Content starts

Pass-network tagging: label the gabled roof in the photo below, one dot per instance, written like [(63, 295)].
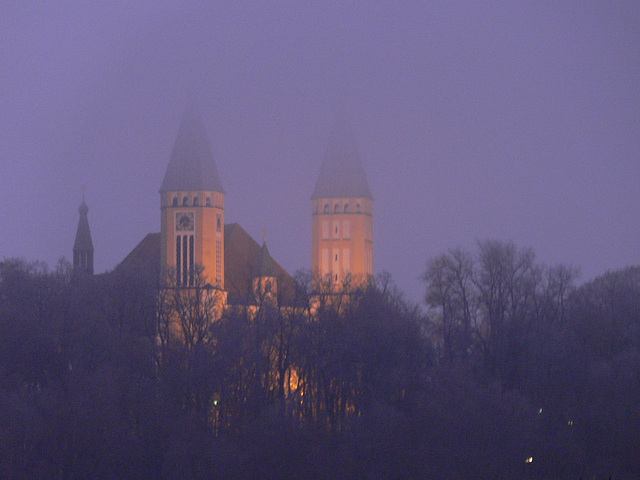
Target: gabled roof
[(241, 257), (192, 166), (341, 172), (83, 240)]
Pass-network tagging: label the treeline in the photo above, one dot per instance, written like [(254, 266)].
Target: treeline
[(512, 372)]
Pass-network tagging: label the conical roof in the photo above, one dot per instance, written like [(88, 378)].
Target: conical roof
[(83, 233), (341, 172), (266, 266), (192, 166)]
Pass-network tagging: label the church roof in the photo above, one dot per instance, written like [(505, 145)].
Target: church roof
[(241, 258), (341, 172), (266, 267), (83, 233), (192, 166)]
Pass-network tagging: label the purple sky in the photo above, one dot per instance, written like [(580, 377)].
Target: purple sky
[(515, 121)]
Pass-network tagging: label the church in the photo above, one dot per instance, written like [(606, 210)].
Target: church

Content ends

Could you print all of the entries exactly, skipping the images?

Pass-network tagging: label the gabled roof in the photo below, one dot per instance, written like [(63, 295)].
Target: gabled roof
[(241, 257), (192, 166), (341, 172), (83, 240)]
Pass-network tagging: label the treeline in the photo above, one dot per instance, written like [(254, 266)].
Target: treeline
[(512, 372)]
Pass-network tagging: label the conical roof in the photo above, one dot per instance, written like [(88, 378)].
Target: conical roof
[(83, 233), (341, 172), (266, 266), (192, 166)]
Pass-network tagging: label the church roof in the photo above, one dot per instance, written like [(505, 145)].
Target: church roof
[(241, 258), (341, 172), (266, 267), (83, 233), (192, 166)]
Pass-network tagging: label the purple sky in the photo above, one dot per instance, written like [(580, 377)].
Target: purple sky
[(515, 121)]
Pass-network tagging: label the church in the photo above, one dot per instance, written like [(606, 210)].
Target: church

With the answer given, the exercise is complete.